Please answer from the prettyTDL excerpt below: at what stage does it say normalizing from /OMV to OMV would rather be done?

_Excerpted text_
########
One could also perform various types of normalisation at this step, for example change an OMV to an /OMV.

prettyTDL::theinterp alias OMV apply {args {
    upvar 1 res res O O
    if {[llength $args]==2 && [lindex $args 0] eq "name"} then {
        append res $O(-indent) [list /OMV [lindex $args 1]] \n
    } else {
        unknown OMV {*}$args
    }
}}

So that

% prettyTDL::prettyprint {OMA {/OMS arith1 plus; OMV name a; OMV name b}}
OMA {
    /OMS arith1 plus
    /OMV a
    /OMV b
}

In the case of OpenMath, it might be more useful to normalise from /OMV to OMV, but that is something that would rather be done at TDL-to-XML conversion.
########
Raw records:

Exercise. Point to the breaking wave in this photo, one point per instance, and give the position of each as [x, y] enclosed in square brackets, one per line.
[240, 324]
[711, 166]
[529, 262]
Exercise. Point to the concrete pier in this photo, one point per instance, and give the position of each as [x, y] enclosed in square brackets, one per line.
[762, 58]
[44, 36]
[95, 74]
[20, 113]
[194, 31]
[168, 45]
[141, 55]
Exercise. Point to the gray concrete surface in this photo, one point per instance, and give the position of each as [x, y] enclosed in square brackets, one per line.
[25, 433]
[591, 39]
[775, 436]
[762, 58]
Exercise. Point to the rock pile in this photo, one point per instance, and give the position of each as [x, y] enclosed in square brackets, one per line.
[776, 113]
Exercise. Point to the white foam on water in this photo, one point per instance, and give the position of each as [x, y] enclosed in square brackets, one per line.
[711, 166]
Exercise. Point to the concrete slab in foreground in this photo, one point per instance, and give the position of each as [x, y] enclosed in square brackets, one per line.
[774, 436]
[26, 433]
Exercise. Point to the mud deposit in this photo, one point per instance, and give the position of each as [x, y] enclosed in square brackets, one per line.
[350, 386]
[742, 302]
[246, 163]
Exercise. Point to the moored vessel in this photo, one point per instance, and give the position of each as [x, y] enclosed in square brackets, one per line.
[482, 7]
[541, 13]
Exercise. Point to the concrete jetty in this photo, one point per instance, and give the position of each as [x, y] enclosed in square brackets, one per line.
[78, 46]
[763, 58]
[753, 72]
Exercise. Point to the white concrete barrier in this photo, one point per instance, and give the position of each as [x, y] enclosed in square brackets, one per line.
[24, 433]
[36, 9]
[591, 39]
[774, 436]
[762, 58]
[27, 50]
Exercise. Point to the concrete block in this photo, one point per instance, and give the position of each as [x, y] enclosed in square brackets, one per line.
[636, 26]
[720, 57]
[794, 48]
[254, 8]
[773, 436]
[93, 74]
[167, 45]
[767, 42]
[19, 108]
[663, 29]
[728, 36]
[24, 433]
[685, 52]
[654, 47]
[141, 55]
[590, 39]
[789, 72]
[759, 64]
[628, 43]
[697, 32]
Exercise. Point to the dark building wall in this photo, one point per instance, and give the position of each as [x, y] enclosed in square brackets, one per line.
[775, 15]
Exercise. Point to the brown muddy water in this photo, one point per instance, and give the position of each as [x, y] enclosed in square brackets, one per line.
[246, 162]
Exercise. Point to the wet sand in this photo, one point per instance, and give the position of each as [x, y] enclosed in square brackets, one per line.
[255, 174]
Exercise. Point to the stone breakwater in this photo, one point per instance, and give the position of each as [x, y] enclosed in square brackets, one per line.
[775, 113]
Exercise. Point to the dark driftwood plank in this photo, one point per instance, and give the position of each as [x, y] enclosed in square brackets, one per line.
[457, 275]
########
_Written solution_
At TDL-to-XML conversion.